• _WRITTEN INSTRUCTION_: Revise the records below, replacing "Place a marker" with "Put a point" wherever it occurs and leaving every other part unchanged.

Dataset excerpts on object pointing
______________________________

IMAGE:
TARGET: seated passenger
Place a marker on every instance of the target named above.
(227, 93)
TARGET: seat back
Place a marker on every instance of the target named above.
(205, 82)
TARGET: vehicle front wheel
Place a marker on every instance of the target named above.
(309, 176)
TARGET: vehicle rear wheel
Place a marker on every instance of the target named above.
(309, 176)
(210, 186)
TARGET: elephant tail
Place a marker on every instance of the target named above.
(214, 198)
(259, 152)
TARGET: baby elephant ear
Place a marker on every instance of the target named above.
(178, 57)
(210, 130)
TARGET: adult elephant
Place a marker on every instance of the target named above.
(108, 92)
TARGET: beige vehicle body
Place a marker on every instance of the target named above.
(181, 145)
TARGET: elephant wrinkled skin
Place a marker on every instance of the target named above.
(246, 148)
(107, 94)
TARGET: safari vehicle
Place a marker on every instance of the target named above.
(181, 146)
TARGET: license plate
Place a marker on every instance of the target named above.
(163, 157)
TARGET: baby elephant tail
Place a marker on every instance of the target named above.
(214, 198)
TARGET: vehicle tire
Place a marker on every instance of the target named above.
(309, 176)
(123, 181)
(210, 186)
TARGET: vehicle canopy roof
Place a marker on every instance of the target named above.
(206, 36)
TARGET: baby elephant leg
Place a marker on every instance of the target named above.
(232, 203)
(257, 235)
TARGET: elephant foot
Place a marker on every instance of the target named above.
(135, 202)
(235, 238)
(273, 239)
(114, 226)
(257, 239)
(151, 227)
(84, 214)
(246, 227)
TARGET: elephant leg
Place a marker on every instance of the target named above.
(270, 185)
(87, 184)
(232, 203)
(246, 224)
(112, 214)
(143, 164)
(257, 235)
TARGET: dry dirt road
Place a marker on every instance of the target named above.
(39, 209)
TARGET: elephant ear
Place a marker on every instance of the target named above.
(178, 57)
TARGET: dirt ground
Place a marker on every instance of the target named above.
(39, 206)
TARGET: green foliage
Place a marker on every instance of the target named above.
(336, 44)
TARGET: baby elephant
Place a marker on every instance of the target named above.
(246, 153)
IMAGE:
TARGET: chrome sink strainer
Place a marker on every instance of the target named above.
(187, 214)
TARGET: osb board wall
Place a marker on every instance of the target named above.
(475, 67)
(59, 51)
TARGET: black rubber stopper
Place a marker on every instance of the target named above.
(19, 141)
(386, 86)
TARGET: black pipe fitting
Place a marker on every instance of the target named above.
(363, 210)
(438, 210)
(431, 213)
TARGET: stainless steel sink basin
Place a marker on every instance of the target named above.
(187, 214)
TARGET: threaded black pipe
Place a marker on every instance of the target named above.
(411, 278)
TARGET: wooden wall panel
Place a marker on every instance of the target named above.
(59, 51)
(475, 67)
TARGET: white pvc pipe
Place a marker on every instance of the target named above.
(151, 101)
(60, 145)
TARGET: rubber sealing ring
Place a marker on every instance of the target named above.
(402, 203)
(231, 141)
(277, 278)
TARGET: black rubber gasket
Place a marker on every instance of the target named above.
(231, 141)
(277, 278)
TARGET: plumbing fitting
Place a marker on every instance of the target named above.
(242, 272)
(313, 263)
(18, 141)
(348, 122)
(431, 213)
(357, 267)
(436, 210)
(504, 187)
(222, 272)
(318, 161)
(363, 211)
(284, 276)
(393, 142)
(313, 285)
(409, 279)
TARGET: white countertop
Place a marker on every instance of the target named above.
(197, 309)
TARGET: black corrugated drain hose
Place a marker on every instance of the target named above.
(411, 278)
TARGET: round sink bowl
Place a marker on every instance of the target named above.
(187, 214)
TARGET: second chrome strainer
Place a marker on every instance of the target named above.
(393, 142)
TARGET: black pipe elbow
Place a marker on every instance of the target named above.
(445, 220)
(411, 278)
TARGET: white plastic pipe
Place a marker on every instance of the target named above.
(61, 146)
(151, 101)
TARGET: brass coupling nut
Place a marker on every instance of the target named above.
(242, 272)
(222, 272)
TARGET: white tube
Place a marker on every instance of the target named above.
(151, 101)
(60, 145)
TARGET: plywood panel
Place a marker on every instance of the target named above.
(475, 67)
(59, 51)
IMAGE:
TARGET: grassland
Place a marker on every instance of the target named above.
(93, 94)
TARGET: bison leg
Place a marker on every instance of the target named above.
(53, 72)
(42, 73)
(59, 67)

______________________________

• _COMPLETED EXERCISE_:
IMAGE:
TARGET: seated passenger
Put a point on every instance of the target named above.
(227, 93)
TARGET: seat back
Put a point on every instance of the target named above.
(205, 82)
TARGET: vehicle front wheel
Put a point on every instance of the target named above.
(309, 176)
TARGET: vehicle rear wheel
Put a point on every instance of the target named above.
(309, 176)
(210, 186)
TARGET: elephant tail
Put a point on every instance of the target named above.
(214, 198)
(259, 152)
TARGET: baby elephant ear
Put a point on every instance of the target named above.
(178, 57)
(210, 130)
TARGET: adult elephant
Put a point on every instance of the target named above.
(108, 92)
TARGET: beige vehicle body
Put a point on every instance of the target named above.
(181, 145)
TARGET: elephant wrinkled skin
Put a point on every instance of the target named above.
(246, 148)
(107, 94)
TARGET: safari vehicle
Put a point on every instance of the target named above.
(181, 146)
TARGET: license plate
Put a point on every instance of the target named above.
(163, 157)
TARGET: baby elephant tail
Put a point on every instance of the target named above.
(214, 198)
TARGET: vehicle tire
Put a point on every instance of the target named above.
(309, 176)
(123, 181)
(210, 186)
TARGET: vehicle canopy roof
Put a point on every instance of the target named above.
(206, 36)
TARGET: baby elephant leg
Put a point on every instance of the target named above.
(232, 203)
(257, 235)
TARGET: elephant foot
Put a point on every instance of the target named above.
(135, 202)
(235, 238)
(273, 239)
(114, 226)
(257, 239)
(151, 227)
(84, 214)
(246, 227)
TARGET: elephant leg
Put a point on every instance of the target named above.
(270, 185)
(87, 184)
(232, 203)
(246, 224)
(112, 214)
(143, 164)
(257, 235)
TARGET: dry dirt road
Put a point on every instance of the target named above.
(39, 209)
TARGET: elephant ear
Put a point on every instance of the target named above.
(178, 57)
TARGET: dirt ground
Put a point on every instance of the target named above.
(39, 206)
TARGET: green foliage
Put a point on every instance of the target named above.
(336, 44)
TARGET: baby elephant
Put a point on every instance of the target named above.
(246, 153)
IMAGE:
TARGET: chrome sink strainer
Put a point on every instance of the target named above.
(187, 214)
TARGET: osb board wall
Put a point on every instance of the target named above.
(475, 67)
(59, 51)
TARGET: black rubber stopper
Put a point on every instance of the target named above.
(19, 141)
(386, 86)
TARGET: black pipe fitting
Put a point on every instance of the target named above.
(363, 210)
(438, 210)
(431, 213)
TARGET: stainless steel sink basin
Put a point on every instance of the target named above.
(187, 214)
TARGET: threaded black pipe
Put a point on every instance of the target named above.
(411, 278)
TARGET: wooden wall panel
Put a point on every instance of the target named above.
(59, 51)
(475, 67)
TARGET: white pvc pipe
Put a point on every instance of the target named above.
(151, 101)
(60, 145)
TARGET: rubber sealing ring
Put a point on every instance of the target named above.
(402, 203)
(231, 141)
(277, 278)
TARGET: black rubber gasket
Put a point on every instance of the target named above.
(231, 141)
(277, 278)
TARGET: plumbing fitting
Put a point on every instance of the target named above.
(242, 272)
(313, 263)
(18, 141)
(348, 122)
(431, 213)
(357, 267)
(436, 210)
(504, 187)
(222, 272)
(318, 161)
(363, 211)
(284, 276)
(393, 142)
(313, 285)
(409, 279)
TARGET: white countertop
Put a point on every instance of the target named above.
(197, 309)
TARGET: black corrugated drain hose
Put a point on every instance of the target named above.
(411, 278)
TARGET: round sink bowl
Put a point on every instance of the target named above.
(187, 214)
TARGET: second chrome strainer
Put a point on every instance of the target named above.
(393, 142)
TARGET: black pipe elbow
Put a point on every instance of the target named above.
(445, 220)
(411, 278)
TARGET: white plastic pipe
Put a point on every instance of the target named above.
(61, 146)
(151, 101)
TARGET: brass coupling nut
Put a point on every instance of the target named above.
(242, 272)
(222, 272)
TARGET: white tube
Put a point on every instance of the target named above.
(151, 101)
(60, 145)
TARGET: plywood panel
Put a point on every instance of the target named above.
(475, 67)
(59, 51)
IMAGE:
TARGET: grassland
Put a point on every instance of the target named above.
(93, 94)
TARGET: bison leg
Put a point on every instance of the target named above.
(53, 72)
(42, 73)
(59, 67)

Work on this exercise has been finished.